» Task directions
Express the material below as a Markdown table with the columns Row and Line, numbering each line and leaving out blank lines. Leave the pictures out of the answer.

» Exercise input

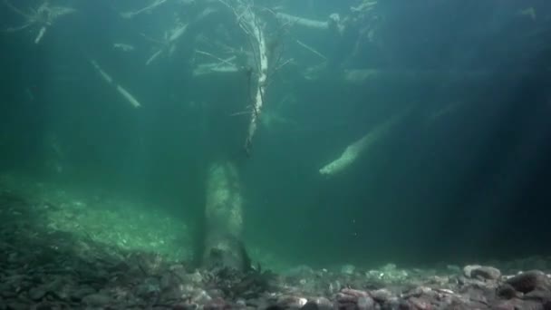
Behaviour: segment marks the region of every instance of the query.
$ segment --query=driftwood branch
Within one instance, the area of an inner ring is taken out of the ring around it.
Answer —
[[[76,12],[73,8],[63,6],[53,6],[49,1],[44,1],[36,9],[30,8],[29,12],[24,12],[12,5],[9,1],[4,0],[4,4],[13,12],[24,18],[25,23],[21,26],[9,27],[8,32],[16,32],[28,27],[35,27],[38,34],[34,38],[34,44],[39,44],[46,34],[48,27],[61,16]]]

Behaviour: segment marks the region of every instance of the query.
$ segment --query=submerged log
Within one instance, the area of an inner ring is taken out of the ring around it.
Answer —
[[[217,162],[207,176],[205,238],[201,264],[244,271],[250,261],[241,241],[243,198],[237,167]]]

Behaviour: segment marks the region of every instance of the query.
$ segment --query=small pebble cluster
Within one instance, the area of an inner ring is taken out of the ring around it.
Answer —
[[[546,268],[202,270],[53,229],[42,208],[0,195],[0,310],[551,309]]]

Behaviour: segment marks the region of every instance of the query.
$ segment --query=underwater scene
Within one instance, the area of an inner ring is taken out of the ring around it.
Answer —
[[[551,1],[0,0],[0,310],[551,310]]]

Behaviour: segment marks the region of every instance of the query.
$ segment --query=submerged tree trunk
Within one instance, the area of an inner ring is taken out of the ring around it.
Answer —
[[[245,271],[250,260],[241,241],[243,198],[237,169],[230,161],[215,162],[207,175],[205,236],[201,265]]]

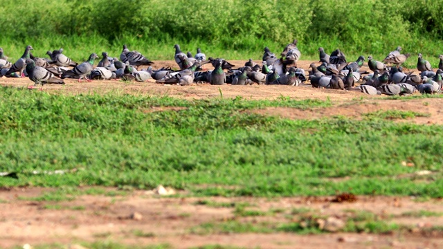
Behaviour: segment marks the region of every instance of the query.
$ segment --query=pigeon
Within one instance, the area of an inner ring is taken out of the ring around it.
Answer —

» Task output
| Row | Line |
|---|---|
| 1 | Behaviour: segment marks the region of every instance of the query. |
| 2 | $ segment --query=driftwood branch |
| 3 | Within one instance, the area of an inner ring is taken out of the ring around it. |
| 4 | Answer — |
| 5 | [[[76,12],[73,8],[63,6],[53,6],[49,1],[44,1],[36,9],[30,8],[29,12],[24,12],[12,5],[9,1],[4,0],[4,4],[13,12],[24,18],[25,23],[21,26],[9,27],[8,32],[16,32],[28,27],[35,27],[38,34],[34,38],[34,44],[39,44],[46,34],[48,27],[61,16]]] |
| 6 | Behaviour: segment marks the region of every instance of the query. |
| 7 | $ segment --query=submerged log |
| 8 | Within one instance, the area of an inner ring is taken out of the ring around it. |
| 9 | Answer — |
| 10 | [[[217,162],[207,176],[205,238],[201,264],[244,271],[250,261],[241,241],[243,198],[237,167]]] |
| 11 | Behaviour: segment marks the region of every instance of the query. |
| 12 | $ segment --query=small pebble cluster |
| 13 | Within one instance, the area of an inner ring is taken out of the ring around it. |
| 14 | Answer — |
| 15 | [[[546,268],[202,270],[53,229],[42,208],[0,195],[0,310],[551,309]]] |
| 16 | Behaviour: segment marks the region of every instance of the query. |
| 17 | $ segment --query=underwater scene |
| 18 | Within one instance, the area of an inner ring is taken out of the ring around it. |
| 19 | Answer — |
| 20 | [[[551,1],[0,0],[0,310],[551,310]]] |
| 21 | Behaviour: segment marks the region of every instance of the query. |
| 22 | $ segment --query=submerged tree trunk |
| 23 | Within one instance, the area of an inner ring is taken out of the ring around it. |
| 24 | Answer — |
| 25 | [[[245,271],[250,260],[241,241],[243,198],[237,169],[230,161],[215,162],[207,175],[205,236],[201,265]]] |
| 26 | Behaviour: segment marks the region of every instance of the query. |
| 27 | $ segment --query=pigeon |
| 28 | Within one instance, the area of an inner ring is taken out of the ring around it. |
| 29 | Answer — |